- Record set:
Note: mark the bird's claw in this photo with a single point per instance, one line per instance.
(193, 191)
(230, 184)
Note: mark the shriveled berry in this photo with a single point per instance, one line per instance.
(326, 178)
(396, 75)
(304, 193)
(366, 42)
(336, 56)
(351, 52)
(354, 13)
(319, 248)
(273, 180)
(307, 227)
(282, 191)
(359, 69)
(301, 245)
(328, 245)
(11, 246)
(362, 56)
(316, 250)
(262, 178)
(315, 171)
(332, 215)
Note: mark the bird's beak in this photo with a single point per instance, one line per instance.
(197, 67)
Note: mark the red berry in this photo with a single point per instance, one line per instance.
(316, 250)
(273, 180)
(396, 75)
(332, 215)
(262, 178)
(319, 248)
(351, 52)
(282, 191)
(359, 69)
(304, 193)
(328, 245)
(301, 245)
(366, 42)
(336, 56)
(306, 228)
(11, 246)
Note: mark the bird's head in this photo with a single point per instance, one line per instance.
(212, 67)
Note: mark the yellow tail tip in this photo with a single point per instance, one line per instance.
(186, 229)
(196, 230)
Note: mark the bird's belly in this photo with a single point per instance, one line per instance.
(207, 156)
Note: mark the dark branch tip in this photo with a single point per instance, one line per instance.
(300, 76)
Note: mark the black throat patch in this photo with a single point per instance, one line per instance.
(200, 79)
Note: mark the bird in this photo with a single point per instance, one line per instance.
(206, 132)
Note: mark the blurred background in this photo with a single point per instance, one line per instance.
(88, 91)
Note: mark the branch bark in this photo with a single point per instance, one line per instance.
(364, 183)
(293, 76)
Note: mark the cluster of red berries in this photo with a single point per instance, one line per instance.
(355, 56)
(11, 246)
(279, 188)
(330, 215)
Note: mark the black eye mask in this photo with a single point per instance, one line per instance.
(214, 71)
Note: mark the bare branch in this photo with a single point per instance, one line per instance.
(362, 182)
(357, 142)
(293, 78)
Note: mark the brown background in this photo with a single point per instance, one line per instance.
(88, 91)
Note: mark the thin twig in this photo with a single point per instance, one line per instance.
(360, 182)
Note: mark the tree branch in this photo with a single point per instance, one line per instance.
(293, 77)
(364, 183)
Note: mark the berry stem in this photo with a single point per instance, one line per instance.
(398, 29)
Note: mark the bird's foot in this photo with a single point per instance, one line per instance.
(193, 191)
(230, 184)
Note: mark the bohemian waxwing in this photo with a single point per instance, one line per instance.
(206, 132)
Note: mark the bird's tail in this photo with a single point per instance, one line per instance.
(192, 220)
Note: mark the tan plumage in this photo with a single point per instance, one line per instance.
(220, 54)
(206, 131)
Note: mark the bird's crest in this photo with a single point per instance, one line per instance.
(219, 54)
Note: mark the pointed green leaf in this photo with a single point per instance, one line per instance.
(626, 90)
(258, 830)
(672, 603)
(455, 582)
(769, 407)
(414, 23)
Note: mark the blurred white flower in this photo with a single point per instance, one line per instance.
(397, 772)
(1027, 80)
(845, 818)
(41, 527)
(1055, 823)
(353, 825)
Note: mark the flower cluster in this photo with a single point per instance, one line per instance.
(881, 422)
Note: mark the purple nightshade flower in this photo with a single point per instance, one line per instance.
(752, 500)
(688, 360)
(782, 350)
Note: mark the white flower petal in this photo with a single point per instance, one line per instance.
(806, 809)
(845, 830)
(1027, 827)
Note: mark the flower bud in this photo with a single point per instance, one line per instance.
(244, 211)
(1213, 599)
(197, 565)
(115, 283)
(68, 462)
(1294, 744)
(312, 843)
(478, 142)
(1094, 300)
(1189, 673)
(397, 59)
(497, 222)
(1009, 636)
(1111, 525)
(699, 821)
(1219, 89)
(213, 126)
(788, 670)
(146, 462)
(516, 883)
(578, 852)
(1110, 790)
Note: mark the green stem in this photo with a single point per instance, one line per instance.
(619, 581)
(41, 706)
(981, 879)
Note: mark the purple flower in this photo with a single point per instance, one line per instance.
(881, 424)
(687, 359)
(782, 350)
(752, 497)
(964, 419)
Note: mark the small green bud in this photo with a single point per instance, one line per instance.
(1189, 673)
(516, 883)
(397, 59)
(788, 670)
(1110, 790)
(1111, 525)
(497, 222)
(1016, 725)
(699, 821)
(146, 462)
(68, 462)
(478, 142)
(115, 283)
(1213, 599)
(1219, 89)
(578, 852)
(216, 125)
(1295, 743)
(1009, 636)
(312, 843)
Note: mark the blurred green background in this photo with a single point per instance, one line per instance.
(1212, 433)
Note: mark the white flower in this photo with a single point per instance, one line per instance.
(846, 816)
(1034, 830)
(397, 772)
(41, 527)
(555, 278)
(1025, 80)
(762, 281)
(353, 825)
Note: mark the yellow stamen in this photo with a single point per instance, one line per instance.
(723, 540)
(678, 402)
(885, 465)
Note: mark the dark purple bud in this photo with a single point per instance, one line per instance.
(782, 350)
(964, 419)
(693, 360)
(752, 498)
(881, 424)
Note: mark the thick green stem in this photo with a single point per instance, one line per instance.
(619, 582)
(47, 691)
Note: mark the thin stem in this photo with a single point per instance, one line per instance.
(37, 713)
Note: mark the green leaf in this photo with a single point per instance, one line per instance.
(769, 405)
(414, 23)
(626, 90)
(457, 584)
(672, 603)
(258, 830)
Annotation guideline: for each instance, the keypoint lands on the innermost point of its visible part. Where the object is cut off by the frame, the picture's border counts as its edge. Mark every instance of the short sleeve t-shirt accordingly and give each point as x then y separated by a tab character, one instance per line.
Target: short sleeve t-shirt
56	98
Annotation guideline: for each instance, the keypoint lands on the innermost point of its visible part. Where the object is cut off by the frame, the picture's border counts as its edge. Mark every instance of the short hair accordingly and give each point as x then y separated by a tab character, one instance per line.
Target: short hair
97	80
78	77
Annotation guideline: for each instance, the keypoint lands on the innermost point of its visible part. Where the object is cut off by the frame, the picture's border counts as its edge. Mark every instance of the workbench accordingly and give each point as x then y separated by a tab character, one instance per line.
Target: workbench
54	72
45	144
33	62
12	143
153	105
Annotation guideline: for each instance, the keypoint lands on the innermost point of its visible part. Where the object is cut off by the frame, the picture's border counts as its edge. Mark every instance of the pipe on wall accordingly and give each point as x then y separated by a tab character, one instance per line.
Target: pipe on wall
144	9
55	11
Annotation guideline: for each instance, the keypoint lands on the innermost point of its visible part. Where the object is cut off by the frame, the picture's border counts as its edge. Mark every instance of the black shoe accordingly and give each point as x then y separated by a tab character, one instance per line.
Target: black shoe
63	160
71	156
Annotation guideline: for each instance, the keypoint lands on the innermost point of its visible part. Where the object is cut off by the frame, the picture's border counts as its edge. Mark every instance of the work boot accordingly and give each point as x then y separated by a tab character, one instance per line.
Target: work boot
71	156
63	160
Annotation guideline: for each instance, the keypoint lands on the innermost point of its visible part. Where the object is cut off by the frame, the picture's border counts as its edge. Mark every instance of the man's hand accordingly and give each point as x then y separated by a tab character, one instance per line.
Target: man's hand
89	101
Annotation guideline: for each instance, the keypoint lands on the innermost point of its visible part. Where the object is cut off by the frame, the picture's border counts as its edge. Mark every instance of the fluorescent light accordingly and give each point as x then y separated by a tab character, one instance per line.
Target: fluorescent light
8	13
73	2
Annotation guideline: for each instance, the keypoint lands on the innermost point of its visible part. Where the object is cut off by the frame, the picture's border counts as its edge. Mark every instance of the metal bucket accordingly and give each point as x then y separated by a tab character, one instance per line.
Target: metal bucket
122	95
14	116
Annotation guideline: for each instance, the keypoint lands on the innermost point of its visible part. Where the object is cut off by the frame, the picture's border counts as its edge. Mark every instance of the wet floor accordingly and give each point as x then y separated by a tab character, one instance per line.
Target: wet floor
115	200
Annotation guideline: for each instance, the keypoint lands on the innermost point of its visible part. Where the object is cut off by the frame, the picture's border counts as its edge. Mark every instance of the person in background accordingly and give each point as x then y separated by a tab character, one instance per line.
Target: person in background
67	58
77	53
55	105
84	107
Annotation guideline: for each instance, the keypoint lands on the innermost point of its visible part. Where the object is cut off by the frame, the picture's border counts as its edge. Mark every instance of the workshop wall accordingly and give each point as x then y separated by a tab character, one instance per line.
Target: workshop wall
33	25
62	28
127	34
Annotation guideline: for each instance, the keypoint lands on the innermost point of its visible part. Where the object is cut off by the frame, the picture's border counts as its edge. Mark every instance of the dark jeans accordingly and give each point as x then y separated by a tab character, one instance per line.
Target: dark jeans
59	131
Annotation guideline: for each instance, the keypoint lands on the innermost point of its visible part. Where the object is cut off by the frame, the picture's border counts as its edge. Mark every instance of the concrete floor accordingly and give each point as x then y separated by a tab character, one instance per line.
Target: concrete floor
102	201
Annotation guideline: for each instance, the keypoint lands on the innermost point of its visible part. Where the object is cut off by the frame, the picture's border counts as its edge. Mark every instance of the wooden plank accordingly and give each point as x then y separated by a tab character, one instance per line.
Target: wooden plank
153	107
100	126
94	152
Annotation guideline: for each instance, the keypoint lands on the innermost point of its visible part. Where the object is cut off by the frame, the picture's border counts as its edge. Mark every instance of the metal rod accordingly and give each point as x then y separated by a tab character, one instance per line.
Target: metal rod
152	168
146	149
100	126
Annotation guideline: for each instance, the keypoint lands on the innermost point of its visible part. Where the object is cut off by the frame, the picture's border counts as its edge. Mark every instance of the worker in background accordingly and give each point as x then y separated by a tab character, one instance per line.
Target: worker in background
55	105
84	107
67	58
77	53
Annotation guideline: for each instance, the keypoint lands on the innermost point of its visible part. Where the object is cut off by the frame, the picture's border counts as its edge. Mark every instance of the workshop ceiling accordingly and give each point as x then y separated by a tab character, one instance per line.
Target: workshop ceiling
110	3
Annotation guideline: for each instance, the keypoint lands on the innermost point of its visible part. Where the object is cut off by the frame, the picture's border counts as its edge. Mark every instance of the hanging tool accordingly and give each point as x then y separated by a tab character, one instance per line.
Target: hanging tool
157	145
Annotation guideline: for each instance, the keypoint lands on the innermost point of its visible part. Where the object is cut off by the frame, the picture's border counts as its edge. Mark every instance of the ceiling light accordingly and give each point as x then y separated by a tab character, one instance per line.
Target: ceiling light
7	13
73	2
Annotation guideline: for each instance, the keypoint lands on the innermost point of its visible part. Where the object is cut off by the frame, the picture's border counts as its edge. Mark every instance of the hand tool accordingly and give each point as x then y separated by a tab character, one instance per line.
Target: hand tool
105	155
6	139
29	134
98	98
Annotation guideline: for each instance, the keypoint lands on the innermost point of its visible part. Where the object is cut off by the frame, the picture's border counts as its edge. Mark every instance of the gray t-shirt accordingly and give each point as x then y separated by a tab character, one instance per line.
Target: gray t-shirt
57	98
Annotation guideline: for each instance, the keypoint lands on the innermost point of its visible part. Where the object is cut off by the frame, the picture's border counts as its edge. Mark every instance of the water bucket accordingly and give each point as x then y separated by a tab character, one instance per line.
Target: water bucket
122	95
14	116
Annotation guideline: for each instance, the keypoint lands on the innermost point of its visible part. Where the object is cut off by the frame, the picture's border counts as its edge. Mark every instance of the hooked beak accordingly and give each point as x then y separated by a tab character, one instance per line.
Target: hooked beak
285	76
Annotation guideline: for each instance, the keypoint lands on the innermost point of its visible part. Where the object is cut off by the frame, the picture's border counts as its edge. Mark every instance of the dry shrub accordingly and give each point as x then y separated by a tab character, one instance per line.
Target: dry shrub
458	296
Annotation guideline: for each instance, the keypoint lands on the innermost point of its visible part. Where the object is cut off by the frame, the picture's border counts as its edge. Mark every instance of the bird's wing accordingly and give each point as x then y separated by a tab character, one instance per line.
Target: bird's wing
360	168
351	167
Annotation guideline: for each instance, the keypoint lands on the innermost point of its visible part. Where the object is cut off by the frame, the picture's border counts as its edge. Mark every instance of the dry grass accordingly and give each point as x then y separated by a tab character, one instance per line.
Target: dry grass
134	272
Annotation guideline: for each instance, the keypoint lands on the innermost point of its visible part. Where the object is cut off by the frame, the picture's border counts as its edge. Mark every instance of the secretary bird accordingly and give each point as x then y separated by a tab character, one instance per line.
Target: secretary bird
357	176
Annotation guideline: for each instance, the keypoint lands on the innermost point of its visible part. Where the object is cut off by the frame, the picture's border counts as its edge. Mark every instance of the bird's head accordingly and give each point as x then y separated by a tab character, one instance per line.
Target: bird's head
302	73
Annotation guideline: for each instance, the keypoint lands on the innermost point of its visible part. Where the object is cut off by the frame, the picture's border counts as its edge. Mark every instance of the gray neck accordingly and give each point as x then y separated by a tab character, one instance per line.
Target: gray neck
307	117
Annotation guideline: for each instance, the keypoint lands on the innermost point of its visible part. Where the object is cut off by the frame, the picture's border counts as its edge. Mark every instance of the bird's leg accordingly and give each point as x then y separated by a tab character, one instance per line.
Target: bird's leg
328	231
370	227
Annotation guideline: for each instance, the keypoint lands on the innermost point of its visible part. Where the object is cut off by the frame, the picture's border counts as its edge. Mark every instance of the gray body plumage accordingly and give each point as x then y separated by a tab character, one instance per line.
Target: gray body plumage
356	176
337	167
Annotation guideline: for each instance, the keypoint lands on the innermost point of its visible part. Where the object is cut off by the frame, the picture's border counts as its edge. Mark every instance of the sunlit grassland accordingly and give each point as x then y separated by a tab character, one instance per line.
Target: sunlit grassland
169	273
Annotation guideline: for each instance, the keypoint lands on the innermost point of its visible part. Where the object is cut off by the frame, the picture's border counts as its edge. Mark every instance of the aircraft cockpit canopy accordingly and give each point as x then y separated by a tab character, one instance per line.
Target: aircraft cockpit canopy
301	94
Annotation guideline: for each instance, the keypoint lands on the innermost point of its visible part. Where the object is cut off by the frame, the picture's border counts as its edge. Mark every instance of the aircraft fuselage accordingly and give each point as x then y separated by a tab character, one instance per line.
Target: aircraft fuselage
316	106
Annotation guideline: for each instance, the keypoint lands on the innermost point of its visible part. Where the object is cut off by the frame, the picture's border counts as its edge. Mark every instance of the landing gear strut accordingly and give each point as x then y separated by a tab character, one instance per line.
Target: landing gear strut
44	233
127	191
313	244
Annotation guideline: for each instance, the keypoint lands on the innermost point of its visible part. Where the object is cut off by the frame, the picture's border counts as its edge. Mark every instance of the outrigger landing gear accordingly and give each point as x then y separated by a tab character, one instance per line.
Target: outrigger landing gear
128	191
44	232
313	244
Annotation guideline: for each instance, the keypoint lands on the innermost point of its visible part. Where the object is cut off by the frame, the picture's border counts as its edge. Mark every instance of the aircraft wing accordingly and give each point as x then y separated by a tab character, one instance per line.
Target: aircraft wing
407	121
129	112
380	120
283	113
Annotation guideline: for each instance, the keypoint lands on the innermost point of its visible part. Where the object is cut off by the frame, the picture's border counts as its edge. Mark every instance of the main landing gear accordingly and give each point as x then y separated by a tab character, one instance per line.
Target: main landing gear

- Directions for this task: The lines to return are those in the records above that hold the word "main".

- Result of the exercise:
Annotation guideline: for each instance, the keypoint lands on the innermost point of its visible part. Where the object is cut off by the frame, the picture's border counts as its edge. Mark every instance of the main landing gear accordingly and give each point as x then y separated by a tab character, one instance per line.
Target: main landing gear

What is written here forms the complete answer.